* [Task to carry out]
Copy everything from the start of the data down to the line containing "36 311 269 426", and increase every bounding box coordinate in the answers by 74. Leave the pictures out of your copy.

* [Data for bounding box labeling]
-=-=-=-=-

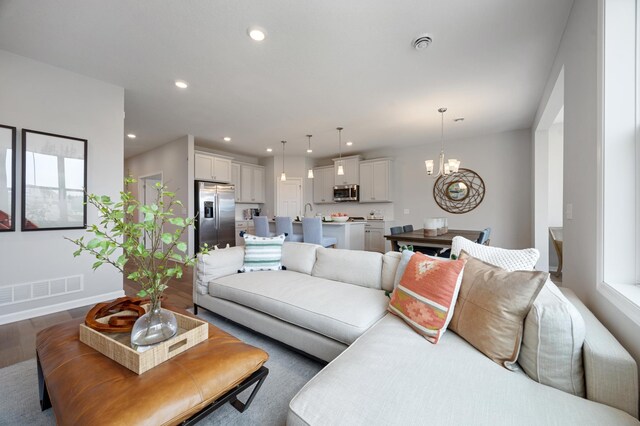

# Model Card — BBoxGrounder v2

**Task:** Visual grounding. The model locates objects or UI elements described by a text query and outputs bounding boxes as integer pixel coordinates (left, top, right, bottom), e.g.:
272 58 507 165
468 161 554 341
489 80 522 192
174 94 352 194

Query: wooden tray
80 305 209 374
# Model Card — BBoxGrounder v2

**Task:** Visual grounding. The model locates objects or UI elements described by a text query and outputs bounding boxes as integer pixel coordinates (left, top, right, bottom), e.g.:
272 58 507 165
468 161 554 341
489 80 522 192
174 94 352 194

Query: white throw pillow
451 237 540 271
242 234 285 272
518 280 586 398
451 237 585 397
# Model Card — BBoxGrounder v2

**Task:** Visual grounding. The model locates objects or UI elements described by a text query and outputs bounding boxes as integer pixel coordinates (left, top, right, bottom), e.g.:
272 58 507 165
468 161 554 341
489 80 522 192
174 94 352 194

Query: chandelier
424 108 460 178
336 127 344 176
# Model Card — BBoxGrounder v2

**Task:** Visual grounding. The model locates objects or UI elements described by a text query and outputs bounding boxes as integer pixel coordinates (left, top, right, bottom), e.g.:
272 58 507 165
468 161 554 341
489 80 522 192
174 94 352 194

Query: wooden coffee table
36 309 269 425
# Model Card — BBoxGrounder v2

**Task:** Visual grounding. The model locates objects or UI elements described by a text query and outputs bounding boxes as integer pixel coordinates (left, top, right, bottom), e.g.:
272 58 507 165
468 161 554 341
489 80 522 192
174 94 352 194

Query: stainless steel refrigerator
195 181 236 253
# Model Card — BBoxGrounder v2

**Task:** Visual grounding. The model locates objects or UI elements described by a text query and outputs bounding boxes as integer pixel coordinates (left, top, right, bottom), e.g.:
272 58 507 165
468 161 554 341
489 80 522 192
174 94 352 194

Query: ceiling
0 0 572 157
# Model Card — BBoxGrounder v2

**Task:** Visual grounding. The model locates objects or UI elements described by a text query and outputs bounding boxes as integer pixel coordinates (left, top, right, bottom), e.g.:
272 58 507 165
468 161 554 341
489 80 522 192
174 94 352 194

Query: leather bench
36 311 269 426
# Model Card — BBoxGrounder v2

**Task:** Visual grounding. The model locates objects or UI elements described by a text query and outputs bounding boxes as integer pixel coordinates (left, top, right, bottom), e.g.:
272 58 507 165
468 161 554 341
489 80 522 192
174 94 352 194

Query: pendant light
307 135 313 179
424 108 460 178
280 141 287 182
336 127 344 176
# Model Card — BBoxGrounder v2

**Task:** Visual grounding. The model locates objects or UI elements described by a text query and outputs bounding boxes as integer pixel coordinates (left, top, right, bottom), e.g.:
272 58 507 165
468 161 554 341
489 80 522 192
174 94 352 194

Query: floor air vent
0 275 84 306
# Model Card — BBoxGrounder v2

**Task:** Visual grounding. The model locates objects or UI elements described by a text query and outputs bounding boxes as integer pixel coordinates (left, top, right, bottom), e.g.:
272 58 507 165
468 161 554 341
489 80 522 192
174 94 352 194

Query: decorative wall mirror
433 169 484 214
0 124 16 232
22 129 87 231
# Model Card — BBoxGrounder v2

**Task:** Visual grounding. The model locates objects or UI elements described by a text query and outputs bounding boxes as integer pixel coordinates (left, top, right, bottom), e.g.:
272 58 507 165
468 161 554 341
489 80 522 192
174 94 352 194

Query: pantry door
276 178 303 218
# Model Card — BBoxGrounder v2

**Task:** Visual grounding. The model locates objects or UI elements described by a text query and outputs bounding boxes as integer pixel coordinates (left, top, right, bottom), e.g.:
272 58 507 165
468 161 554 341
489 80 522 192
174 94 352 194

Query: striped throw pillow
242 234 284 272
389 253 466 343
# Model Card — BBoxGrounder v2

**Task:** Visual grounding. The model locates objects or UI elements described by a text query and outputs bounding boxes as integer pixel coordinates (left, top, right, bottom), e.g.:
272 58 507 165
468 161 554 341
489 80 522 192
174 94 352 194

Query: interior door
276 178 302 217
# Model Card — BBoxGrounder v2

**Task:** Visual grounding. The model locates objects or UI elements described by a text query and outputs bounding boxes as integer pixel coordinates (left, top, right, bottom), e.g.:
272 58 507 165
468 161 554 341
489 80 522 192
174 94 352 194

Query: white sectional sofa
193 243 640 425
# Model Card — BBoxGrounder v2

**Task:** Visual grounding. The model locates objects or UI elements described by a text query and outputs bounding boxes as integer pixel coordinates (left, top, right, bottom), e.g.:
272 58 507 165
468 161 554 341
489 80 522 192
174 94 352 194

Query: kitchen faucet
304 203 313 217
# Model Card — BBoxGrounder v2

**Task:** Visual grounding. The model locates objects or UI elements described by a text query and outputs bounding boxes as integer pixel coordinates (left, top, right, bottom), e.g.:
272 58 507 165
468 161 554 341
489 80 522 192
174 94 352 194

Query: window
599 0 640 324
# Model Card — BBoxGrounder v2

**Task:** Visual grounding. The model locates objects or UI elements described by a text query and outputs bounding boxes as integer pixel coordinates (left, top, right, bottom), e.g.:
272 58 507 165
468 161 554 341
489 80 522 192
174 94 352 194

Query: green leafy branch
65 177 208 298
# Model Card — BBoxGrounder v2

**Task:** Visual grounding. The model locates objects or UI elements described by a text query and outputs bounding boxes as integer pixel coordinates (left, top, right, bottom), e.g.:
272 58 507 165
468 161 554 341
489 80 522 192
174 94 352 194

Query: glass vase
131 295 178 349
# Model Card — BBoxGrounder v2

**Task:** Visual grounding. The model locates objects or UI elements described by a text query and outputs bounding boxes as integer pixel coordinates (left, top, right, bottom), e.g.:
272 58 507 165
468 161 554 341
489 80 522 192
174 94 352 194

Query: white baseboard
0 290 124 325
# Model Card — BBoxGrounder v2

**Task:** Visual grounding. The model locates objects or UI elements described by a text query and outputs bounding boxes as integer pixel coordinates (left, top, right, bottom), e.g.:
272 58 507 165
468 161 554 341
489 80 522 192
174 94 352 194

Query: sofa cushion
242 234 285 272
209 271 389 345
389 253 465 343
311 247 382 289
287 315 639 426
382 251 402 291
448 251 549 369
282 241 318 275
518 280 586 397
195 247 244 294
451 237 540 271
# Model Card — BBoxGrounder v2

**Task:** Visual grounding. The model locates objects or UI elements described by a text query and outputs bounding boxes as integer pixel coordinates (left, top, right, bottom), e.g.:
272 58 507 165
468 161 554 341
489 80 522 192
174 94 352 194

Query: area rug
0 311 324 426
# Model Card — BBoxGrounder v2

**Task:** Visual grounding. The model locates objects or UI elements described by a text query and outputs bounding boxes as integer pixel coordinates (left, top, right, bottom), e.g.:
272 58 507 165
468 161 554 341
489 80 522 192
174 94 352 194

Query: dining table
384 229 482 251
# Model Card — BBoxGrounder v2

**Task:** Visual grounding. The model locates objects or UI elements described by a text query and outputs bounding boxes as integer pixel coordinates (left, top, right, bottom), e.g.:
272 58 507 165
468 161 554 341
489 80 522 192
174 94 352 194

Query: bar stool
302 217 338 248
253 216 275 237
276 216 304 243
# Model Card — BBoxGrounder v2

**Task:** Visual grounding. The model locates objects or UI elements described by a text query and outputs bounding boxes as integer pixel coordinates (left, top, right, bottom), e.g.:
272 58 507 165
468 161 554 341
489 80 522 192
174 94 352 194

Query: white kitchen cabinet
313 166 334 204
239 164 265 203
231 163 242 202
333 155 360 185
236 220 256 246
364 221 387 253
194 152 231 183
360 159 392 203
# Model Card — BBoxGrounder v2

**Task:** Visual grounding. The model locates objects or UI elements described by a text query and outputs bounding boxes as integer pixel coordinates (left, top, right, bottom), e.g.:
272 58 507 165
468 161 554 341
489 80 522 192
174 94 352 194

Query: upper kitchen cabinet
236 164 265 203
231 163 242 203
358 158 392 203
333 155 360 185
313 166 334 204
195 152 231 183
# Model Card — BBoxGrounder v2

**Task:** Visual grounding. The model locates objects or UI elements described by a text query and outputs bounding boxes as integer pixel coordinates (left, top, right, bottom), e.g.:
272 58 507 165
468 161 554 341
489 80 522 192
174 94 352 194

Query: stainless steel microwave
333 185 360 202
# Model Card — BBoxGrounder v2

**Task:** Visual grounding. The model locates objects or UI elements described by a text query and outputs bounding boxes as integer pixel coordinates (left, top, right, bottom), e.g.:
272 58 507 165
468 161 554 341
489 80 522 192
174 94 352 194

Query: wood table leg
36 351 51 411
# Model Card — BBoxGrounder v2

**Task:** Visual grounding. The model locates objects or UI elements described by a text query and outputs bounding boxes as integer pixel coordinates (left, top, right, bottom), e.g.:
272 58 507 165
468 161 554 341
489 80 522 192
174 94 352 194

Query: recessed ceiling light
247 27 267 41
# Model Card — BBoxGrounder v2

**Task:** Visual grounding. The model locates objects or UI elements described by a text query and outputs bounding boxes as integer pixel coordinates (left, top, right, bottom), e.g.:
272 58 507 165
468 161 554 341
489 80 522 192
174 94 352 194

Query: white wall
547 123 564 270
0 50 124 324
534 0 640 382
124 135 193 255
363 129 532 248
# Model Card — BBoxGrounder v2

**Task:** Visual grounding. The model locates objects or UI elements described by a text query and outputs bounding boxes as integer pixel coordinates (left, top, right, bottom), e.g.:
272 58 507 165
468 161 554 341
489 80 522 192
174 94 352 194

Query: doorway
138 172 162 249
276 178 303 218
533 68 565 272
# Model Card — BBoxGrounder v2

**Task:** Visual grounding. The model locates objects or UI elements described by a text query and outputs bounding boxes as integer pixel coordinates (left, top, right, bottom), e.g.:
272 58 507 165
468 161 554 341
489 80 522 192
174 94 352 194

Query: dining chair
549 227 564 277
276 216 303 243
302 217 338 248
253 216 275 237
389 226 404 235
476 227 491 246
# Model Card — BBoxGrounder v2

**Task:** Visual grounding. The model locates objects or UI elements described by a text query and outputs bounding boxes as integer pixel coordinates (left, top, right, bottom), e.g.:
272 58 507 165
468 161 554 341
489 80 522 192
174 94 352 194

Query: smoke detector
413 34 433 50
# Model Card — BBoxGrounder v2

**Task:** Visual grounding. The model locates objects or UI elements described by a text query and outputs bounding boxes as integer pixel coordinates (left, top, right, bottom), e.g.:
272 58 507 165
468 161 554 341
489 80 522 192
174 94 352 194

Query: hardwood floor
0 269 193 368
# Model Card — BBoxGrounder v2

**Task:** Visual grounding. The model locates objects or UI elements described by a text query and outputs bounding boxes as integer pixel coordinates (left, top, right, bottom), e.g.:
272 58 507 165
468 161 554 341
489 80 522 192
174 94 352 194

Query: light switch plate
564 204 573 220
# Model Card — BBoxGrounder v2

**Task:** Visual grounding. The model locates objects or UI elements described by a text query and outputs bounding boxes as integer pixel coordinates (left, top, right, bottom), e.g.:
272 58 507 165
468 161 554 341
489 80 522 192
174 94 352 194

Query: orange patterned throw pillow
389 253 466 343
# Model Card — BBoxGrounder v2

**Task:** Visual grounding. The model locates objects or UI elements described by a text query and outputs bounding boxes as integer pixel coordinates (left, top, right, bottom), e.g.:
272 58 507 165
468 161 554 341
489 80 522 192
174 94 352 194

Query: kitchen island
269 220 365 250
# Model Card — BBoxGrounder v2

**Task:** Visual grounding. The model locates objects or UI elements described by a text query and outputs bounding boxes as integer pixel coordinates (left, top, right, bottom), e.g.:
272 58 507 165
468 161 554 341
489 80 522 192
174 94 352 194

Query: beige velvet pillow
449 251 549 370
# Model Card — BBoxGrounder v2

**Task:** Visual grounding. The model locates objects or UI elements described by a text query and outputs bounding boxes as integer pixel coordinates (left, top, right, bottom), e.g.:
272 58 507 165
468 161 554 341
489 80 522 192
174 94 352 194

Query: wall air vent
0 275 84 306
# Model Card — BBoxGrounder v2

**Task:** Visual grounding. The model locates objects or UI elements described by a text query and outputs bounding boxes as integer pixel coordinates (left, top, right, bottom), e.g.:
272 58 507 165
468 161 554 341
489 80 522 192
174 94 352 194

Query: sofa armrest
560 287 638 418
193 246 244 303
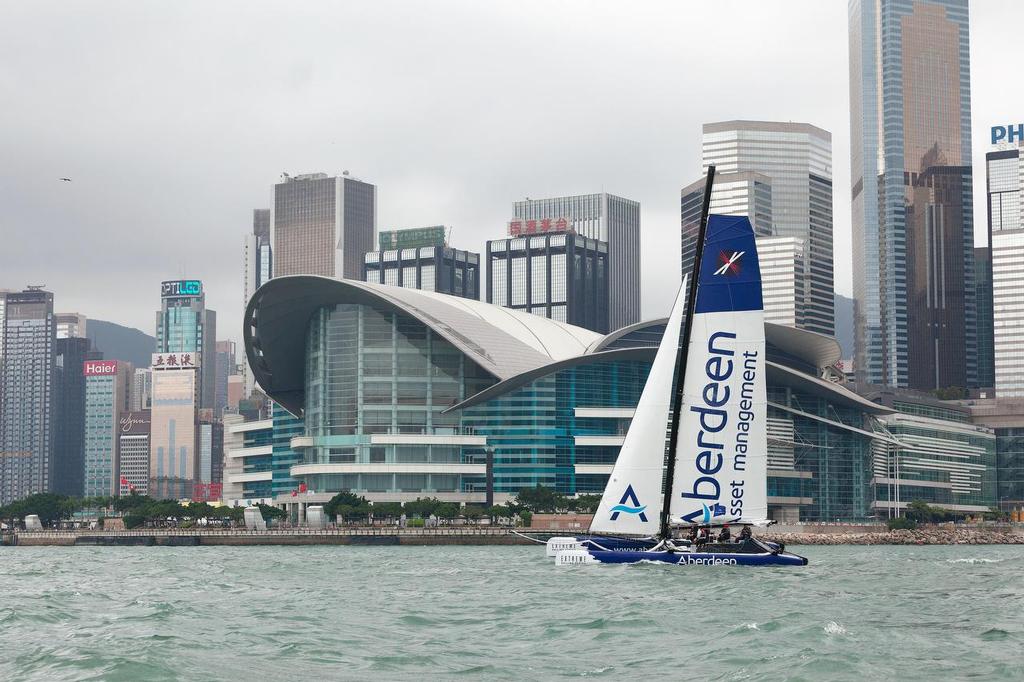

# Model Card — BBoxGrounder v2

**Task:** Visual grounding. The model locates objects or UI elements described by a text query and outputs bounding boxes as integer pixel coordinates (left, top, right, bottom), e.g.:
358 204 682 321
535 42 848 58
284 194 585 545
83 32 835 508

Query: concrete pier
5 528 532 547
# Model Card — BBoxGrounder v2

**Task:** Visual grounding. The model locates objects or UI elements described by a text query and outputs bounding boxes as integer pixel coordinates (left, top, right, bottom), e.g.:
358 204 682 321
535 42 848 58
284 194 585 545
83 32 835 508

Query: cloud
0 0 1011 340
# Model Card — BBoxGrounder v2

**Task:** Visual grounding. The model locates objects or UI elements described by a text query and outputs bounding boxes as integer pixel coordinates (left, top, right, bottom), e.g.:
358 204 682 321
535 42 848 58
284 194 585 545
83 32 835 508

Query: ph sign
992 123 1024 144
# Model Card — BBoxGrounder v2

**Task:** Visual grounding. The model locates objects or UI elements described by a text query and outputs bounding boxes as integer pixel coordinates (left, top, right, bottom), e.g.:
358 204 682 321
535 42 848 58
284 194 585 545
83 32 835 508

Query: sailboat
548 167 807 565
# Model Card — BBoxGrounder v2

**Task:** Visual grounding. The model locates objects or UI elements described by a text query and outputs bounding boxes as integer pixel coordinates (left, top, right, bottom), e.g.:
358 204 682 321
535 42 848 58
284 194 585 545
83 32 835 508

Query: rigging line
657 165 715 540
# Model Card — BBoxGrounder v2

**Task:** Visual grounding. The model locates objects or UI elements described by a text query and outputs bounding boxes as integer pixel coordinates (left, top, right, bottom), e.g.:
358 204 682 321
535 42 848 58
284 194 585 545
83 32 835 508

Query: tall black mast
657 166 715 540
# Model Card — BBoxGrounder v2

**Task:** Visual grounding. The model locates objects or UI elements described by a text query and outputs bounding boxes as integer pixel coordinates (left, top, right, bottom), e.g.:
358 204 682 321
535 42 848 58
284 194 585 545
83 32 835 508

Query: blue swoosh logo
611 505 647 514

-=-=-=-=-

* [The output]
# Model Card — BBoxGrounder v2

**Task:** Visual grounding. The model locates objects or UI elements described by a text query and outputs bounding boxes as integer pixel coordinates (left, top, right, bottom), e.g.:
272 58 507 165
468 161 554 341
489 80 522 192
174 94 352 194

Query: wooden tray
154 379 283 448
# Model Card — BBoxGrounder v2

**Task:** Visual grounding. The model locates objects or UI elements described by a text query and outputs bounding boxes as integer pixel coordinates (left, top, right, bottom), e.g.:
272 58 507 165
468 161 554 341
489 80 522 192
174 94 352 194

Query: white throw pillow
525 311 614 345
316 308 359 346
592 354 660 472
525 311 659 471
# Model Card — BBoxGrounder v2

**Task:** Visual grounding. The model locates objects or UI elements described by a text query and outputs bounding boxes as integer pixel coordinates (left, top, right, bottom), e.g.:
272 58 507 165
468 161 554 341
489 80 522 192
174 94 352 194

Query: chandelier
498 182 534 252
410 201 418 250
# Model Card — BBoxGrounder v2

**Task:** Visual grounding. The model locates objects or UI elements described by a text query and outputs bounding boxes as integer pixel coordinates (left, top, right, bottom), e.g.:
272 58 507 165
468 161 554 341
489 80 522 192
174 94 352 194

Query: wooden coffee table
110 383 343 499
# Model Card — BBoxGrounder v2

**Task:** Visual grounding. The model locates objects or UI elements described by a text query and outputs bounding boxes as integer pixel coordinates (left, top, right, bottom), e.g.:
272 58 507 165
468 161 554 341
489 80 522 192
174 94 352 194

Query: stainless steel refrigerator
269 255 310 327
# Model Card — BBoxGrounder v2

**Task:** Visual grounding. The model locates objects or UI elements described by a text query and outputs bounding boxes as integer pixel coordinates (left, top, right, bottom), e.g.:
272 58 507 165
468 161 554 341
489 80 522 192
174 94 352 194

Query: ceiling
74 74 646 231
# Model Card — BBoxGrounder v2

**Task:** Visual grounding. The model locates objects or UI elements described by a text query and outputs bounding boxes as integer pixel coordinates (left, top, right, bottom), e.g.:
272 58 507 165
468 161 554 341
489 80 522 192
174 94 352 194

Query: leather bench
110 385 343 500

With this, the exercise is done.